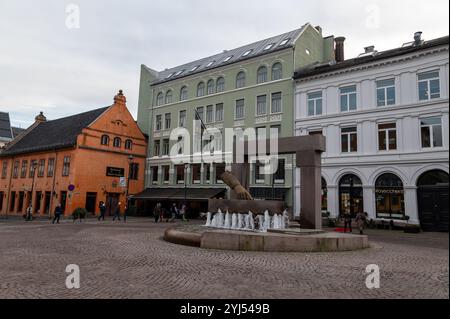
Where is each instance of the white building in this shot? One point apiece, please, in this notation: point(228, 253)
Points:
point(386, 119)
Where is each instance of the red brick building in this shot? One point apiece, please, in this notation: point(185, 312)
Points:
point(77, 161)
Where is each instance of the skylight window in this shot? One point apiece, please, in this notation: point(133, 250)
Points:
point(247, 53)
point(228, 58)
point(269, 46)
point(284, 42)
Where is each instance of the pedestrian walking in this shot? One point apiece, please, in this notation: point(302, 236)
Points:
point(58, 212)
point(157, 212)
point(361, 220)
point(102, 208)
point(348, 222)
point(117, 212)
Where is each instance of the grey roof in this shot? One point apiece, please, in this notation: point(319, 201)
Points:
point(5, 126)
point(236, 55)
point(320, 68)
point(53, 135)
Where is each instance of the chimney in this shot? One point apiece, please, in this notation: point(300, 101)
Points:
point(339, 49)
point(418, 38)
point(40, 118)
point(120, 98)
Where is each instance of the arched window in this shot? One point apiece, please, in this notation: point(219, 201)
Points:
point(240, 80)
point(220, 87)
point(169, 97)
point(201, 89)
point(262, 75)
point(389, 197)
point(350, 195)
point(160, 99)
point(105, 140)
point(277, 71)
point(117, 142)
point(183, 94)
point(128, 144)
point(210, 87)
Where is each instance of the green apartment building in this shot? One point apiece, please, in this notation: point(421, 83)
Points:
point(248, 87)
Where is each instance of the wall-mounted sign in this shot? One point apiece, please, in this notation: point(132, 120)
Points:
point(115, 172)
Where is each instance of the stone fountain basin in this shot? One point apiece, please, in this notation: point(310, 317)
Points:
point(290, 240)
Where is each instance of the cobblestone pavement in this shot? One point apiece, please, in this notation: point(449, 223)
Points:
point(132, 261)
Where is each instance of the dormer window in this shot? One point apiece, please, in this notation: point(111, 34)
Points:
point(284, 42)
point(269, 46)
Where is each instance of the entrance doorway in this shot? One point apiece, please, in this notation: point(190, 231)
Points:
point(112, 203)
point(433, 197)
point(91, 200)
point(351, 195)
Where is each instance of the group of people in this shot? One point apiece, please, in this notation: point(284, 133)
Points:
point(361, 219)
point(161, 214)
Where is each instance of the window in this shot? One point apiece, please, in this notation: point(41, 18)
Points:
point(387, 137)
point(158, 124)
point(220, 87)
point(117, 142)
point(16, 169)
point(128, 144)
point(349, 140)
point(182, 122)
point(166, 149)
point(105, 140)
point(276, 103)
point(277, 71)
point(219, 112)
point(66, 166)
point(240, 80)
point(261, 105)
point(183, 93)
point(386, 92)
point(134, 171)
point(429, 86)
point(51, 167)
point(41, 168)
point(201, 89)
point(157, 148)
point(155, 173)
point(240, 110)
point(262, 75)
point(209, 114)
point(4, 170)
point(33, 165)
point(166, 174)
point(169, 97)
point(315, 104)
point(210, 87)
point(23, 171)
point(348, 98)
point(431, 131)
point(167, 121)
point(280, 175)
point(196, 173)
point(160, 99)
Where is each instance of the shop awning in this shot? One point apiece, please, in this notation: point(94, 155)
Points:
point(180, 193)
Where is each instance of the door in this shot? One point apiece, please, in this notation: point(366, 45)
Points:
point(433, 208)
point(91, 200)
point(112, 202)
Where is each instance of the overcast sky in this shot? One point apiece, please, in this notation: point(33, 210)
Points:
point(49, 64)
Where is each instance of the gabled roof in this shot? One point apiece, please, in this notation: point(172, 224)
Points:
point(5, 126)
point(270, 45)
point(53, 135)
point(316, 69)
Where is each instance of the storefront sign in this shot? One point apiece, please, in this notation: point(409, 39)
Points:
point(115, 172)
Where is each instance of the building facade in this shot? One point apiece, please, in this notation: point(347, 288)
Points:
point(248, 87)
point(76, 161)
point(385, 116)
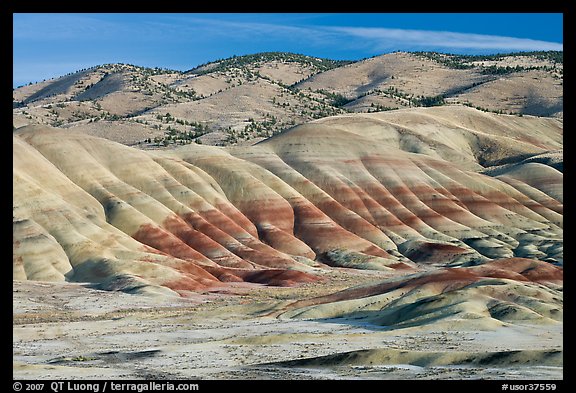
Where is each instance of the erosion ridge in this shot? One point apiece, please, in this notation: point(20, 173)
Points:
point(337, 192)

++++++++++++++++++++

# Exercise
Reproduce every line of the records containing the string "building".

# Solution for this problem
Where is each instance of the white building in this shot? One point apiece, please, in this notation: point(228, 253)
Where is each instance of the red brick building in this shot? One point apiece, please, in this notation: point(185, 312)
Where is each instance of the green apartment building in this shot? One point apiece, please, in this notation: point(421, 83)
Where is each instance of the building facade in this shot? One point apiece, please, in this notation: point(347, 288)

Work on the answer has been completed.